§ **THINGS TO DO**
1. In one or two sentences, explain what the Beaver Valley Mall text means by its floor count of "1 (2 in Boscov's)".
2. From the Beaver Valley Mall text, extract the passage from "- Floors: 1" to "main anchor tenants.", copying it word for word.

§ **PAGE TEXT**
________________

Beaver Valley Mall
- Center court fountain
- Location: Brodhead Road (PA 18) Center Township, Pennsylvania
- Coordinates: 40°40′29″N 80°18′50″W﻿ / ﻿40.6747°N 80.3140°W
- Opened: 1970
- Developer: Cafaro Company
- Management: Mason Asset Management
- Owner: Namdar Realty Group
- Stores: 20+
- Anchor tenants: 4
- Floor area: 1,153,000 square feet (107,000 m^{2})
- Floors: 1 (2 in Boscov's)
- Parking: 4,391 spaces
- Public transit: BCTA bus: 2, 11
- Website: shopbeavervalley.com

= Beaver Valley Mall =

Shopping mall in Monaca, Pennsylvania

The Beaver Valley Mall is a regional shopping mall in Center Township, Pennsylvania, serving Beaver County within the Pittsburgh metropolitan area. It is owned, and operated by Namdar Realty Group. The mall features Boscov's, Rural King, and a U-Haul storage center as its main anchor tenants.

________________

§ **DATA SHOWN**
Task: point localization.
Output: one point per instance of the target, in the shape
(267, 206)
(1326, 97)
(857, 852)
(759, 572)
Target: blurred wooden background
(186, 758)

________________

§ **RESPONSES TO THE TASKS**
1. The mall has a single floor. The Boscov's store is the exception, with two floors.

2.
- Floors: 1 (2 in Boscov's)
- Parking: 4,391 spaces
- Public transit: BCTA bus: 2, 11
- Website: shopbeavervalley.com

= Beaver Valley Mall =

Shopping mall in Monaca, Pennsylvania

The Beaver Valley Mall is a regional shopping mall in Center Township, Pennsylvania, serving Beaver County within the Pittsburgh metropolitan area. It is owned, and operated by Namdar Realty Group. The mall features Boscov's, Rural King, and a U-Haul storage center as its main anchor tenants.